* Problem statement: Every line of the records below from the line with "For every instance of the gray zip" up to and including the line with "For every instance of the triangular" must be reproduced exactly, and no line outside that range.

* Provided entries:
------------------------------------------------------------

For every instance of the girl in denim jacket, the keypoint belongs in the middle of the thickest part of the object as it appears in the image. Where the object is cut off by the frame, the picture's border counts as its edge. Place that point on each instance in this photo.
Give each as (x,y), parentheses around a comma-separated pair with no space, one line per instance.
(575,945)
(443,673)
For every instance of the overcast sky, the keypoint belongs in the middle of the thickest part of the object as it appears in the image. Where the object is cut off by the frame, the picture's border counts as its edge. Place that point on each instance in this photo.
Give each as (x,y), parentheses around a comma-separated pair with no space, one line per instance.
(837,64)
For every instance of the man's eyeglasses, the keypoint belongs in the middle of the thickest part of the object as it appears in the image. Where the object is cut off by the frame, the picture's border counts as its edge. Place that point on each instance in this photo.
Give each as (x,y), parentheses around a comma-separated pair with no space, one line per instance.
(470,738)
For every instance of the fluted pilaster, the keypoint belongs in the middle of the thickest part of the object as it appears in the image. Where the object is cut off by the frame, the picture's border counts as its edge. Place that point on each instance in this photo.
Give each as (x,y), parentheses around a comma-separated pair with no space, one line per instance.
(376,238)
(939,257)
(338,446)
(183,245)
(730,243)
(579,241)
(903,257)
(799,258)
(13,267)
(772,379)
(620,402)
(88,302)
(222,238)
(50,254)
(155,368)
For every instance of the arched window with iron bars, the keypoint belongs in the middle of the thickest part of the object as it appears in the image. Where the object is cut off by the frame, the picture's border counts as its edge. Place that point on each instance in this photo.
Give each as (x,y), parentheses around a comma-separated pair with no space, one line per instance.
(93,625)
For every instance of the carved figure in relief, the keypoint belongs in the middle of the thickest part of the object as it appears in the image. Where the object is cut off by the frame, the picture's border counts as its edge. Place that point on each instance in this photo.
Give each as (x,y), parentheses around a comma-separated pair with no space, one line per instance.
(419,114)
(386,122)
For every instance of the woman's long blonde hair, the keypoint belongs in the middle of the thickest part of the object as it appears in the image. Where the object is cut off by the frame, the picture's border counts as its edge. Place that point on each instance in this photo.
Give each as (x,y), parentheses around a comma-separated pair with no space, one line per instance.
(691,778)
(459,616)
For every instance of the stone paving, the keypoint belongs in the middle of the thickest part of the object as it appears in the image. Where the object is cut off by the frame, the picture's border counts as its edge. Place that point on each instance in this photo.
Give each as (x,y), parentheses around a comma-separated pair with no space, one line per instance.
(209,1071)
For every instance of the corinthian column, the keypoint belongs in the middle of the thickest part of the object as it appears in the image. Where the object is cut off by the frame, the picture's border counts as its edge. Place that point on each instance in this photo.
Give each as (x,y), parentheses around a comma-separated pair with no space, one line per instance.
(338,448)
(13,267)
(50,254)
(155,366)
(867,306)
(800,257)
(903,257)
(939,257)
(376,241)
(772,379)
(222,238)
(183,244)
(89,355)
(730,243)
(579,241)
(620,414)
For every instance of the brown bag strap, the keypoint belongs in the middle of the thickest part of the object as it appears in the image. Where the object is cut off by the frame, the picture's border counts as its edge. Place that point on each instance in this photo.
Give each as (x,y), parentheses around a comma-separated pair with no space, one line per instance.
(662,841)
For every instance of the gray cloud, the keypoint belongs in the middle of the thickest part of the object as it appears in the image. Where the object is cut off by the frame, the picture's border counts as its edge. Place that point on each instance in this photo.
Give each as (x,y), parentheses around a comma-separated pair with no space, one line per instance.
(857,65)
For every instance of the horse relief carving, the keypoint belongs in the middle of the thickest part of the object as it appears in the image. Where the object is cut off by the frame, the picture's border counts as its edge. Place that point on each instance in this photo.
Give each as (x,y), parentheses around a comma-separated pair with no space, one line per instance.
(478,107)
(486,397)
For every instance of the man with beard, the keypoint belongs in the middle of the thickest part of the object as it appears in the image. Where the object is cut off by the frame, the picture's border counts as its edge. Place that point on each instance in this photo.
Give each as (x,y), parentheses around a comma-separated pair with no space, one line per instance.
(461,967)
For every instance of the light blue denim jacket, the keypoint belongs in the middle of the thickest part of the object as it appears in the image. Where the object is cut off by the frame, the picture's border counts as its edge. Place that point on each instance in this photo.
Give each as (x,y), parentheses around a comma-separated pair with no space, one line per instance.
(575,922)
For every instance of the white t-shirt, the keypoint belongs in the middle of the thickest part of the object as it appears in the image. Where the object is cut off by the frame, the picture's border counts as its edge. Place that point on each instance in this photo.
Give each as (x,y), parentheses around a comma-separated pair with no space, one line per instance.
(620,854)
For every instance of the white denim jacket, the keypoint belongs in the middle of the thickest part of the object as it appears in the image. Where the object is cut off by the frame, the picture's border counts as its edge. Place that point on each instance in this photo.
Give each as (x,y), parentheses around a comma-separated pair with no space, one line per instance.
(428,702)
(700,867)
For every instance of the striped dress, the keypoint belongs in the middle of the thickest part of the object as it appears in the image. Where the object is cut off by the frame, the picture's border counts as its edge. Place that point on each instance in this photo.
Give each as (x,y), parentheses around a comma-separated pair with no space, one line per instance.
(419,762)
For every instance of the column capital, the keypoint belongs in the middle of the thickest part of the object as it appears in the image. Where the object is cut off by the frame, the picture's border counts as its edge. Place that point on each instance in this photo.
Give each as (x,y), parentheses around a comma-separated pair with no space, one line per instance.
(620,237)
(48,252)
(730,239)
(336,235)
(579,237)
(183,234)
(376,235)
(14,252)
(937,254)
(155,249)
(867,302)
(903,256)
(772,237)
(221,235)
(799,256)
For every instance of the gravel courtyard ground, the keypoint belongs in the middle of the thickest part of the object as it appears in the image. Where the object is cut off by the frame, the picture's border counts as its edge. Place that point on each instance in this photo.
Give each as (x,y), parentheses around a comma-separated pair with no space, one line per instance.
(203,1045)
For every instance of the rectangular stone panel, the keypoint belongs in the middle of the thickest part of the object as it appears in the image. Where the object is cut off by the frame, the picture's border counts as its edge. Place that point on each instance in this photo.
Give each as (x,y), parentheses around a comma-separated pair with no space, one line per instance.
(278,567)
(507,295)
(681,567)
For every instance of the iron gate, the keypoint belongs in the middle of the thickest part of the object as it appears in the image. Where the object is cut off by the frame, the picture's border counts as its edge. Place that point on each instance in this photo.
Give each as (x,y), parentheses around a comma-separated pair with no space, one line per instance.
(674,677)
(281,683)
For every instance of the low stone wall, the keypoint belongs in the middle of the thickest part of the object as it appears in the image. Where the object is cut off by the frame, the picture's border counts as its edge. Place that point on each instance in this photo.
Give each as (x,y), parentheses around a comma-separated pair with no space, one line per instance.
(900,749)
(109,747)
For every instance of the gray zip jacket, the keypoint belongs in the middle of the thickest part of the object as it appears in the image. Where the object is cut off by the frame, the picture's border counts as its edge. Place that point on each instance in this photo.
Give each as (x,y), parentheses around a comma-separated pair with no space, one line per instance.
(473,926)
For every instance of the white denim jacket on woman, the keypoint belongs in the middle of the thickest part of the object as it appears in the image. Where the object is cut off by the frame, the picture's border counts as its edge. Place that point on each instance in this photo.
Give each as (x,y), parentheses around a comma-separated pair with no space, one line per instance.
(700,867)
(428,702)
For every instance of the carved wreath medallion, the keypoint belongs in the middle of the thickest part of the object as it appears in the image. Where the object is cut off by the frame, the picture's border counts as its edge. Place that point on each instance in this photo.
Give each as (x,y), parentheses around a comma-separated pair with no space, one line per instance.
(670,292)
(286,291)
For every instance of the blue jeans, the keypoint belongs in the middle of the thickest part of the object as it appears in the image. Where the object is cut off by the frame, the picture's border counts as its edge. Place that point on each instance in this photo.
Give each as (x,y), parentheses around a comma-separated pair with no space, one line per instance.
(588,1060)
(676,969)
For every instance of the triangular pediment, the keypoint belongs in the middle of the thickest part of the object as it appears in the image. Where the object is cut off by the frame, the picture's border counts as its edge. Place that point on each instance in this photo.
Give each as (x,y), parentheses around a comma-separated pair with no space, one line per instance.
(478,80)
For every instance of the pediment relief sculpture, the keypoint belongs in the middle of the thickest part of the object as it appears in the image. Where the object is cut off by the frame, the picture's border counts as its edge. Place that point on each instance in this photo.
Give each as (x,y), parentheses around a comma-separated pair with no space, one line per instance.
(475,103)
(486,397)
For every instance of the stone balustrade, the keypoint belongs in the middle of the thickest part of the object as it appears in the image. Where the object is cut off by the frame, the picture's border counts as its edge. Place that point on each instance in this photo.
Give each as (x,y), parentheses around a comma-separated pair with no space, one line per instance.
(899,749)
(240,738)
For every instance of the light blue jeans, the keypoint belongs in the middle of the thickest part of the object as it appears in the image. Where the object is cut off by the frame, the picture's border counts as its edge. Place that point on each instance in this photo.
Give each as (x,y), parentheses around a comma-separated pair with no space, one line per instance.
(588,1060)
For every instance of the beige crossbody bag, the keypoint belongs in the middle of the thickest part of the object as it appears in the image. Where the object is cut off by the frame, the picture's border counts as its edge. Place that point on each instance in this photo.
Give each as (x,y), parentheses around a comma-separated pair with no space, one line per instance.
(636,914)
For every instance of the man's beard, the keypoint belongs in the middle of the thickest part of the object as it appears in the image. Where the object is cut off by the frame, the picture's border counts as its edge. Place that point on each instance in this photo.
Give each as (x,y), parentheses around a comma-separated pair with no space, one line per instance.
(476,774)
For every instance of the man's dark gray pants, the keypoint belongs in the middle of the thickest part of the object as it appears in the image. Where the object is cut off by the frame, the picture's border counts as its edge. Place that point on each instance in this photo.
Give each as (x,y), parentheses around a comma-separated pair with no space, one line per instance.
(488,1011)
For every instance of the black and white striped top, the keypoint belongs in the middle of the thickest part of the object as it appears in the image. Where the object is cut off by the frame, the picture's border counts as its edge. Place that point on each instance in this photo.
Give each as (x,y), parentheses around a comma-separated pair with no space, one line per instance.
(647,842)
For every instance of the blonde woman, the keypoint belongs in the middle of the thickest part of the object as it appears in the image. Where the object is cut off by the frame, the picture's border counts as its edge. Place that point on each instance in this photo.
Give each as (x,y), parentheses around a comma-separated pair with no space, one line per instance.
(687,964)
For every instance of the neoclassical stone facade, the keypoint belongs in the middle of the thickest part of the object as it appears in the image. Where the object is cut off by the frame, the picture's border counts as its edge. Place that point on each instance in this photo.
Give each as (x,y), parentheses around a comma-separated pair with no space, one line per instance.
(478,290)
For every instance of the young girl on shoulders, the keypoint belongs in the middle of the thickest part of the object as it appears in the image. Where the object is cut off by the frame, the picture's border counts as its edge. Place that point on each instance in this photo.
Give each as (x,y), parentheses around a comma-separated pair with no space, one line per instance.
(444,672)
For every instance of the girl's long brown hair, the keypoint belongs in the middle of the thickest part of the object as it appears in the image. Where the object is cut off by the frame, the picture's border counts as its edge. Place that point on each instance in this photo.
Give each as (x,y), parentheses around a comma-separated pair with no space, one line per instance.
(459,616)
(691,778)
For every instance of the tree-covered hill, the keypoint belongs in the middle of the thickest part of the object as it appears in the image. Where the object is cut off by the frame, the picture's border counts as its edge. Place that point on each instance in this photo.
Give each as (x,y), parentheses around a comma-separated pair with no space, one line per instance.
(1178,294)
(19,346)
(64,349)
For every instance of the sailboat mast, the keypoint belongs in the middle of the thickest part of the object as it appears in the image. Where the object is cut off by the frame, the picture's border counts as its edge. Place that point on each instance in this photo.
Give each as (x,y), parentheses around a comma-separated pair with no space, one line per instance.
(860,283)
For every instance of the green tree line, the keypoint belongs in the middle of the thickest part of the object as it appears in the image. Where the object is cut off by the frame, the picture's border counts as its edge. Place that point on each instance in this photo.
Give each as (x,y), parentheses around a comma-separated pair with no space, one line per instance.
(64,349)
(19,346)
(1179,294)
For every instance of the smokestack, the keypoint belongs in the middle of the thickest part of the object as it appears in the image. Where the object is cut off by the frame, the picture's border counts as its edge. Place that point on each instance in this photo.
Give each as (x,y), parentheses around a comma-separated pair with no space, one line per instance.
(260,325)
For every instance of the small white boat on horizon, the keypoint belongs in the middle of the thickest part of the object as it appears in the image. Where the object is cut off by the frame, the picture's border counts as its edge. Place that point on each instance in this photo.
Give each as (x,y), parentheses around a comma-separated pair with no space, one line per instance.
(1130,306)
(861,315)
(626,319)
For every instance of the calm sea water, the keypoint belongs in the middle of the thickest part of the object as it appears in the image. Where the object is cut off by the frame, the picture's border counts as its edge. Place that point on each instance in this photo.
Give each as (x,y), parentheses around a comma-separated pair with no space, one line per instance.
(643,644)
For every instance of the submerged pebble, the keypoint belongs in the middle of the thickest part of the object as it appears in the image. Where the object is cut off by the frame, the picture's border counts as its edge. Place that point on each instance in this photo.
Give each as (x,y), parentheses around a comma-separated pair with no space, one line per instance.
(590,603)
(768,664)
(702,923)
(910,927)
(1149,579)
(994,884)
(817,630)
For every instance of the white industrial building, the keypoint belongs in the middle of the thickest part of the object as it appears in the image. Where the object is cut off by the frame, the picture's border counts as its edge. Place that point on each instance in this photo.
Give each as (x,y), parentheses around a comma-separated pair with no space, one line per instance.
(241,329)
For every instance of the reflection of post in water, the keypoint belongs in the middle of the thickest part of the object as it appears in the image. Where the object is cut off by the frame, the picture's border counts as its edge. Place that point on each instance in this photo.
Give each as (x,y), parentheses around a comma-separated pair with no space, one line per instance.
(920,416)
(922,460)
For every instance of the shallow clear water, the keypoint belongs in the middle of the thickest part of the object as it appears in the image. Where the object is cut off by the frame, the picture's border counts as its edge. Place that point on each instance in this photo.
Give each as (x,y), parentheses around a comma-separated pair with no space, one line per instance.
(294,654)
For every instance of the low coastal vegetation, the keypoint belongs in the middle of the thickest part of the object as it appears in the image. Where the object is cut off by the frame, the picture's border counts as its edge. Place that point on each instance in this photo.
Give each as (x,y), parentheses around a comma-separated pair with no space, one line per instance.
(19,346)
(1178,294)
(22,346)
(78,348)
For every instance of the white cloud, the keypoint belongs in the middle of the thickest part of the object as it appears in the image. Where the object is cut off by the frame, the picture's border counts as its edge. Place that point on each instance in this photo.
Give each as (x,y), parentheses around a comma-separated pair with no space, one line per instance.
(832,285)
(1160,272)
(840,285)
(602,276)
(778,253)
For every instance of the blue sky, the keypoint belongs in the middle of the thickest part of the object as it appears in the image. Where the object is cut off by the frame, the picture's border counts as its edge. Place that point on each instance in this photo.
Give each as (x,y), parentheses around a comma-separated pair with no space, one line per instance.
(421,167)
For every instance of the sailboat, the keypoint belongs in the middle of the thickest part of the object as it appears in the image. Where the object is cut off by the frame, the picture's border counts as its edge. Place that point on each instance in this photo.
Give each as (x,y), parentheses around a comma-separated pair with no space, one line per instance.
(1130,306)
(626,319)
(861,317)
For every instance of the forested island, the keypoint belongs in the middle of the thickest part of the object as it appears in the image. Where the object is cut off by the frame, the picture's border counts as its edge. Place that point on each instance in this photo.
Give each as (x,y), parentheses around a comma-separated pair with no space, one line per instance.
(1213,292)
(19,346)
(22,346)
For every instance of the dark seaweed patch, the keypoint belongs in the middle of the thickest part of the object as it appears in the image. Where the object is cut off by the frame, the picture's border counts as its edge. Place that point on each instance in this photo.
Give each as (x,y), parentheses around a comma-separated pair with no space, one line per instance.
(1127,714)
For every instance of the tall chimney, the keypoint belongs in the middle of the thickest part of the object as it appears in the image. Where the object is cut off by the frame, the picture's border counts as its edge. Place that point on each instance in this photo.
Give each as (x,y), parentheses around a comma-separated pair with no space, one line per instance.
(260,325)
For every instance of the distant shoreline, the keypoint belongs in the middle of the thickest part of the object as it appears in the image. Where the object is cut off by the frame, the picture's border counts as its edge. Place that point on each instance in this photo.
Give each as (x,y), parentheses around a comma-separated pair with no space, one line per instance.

------------------------------------------------------------

* Task result:
For every instance of the gray zip jacket, the keypoint belongs in the middle of the thickest part of the object as it appears in the image. Where the object is cut off by the frame, the picture's border counts as its edge. Place that point on each instance in this photo.
Give each as (x,y), parentheses around a comma-separated pair with no space, one line per instance.
(473,926)
For every instance of the white denim jacket on woman, the keypoint belongs in the middle of the thickest part of the object as it appears in the image. Where the object is cut off by the frame, the picture's border counts as its edge. Place that point on each instance in this photo.
Give each as (x,y), parentheses around a comma-separated pair with no space, one line per instance.
(700,867)
(428,702)
For every instance of the carved wreath medallion, the keypoint belongs in the middle of the thickest part of the object as it appears in the image. Where the object is cut off by the frame, the picture's border counts as its edge. Place that point on each instance in this photo.
Give each as (x,y), parentheses around a comma-separated pair with no space, one line per instance.
(670,292)
(286,291)
For every instance of the blue jeans, the keypoint belongs in the middle of the thickest part of the object as it appears in the image. Where the object is cut off by the frame, the picture's border counts as its edge. Place that point on each instance in this photo.
Give each as (x,y), parentheses around a comma-separated pair with no space, one line per instance.
(588,1060)
(676,969)
For every instance of the triangular pediment, the keypoint belongs in the middle of the thickest part of the object as it appears in the image. Where the object is cut off by the frame, the picture's border counts as its edge. Place that point on each instance in this photo.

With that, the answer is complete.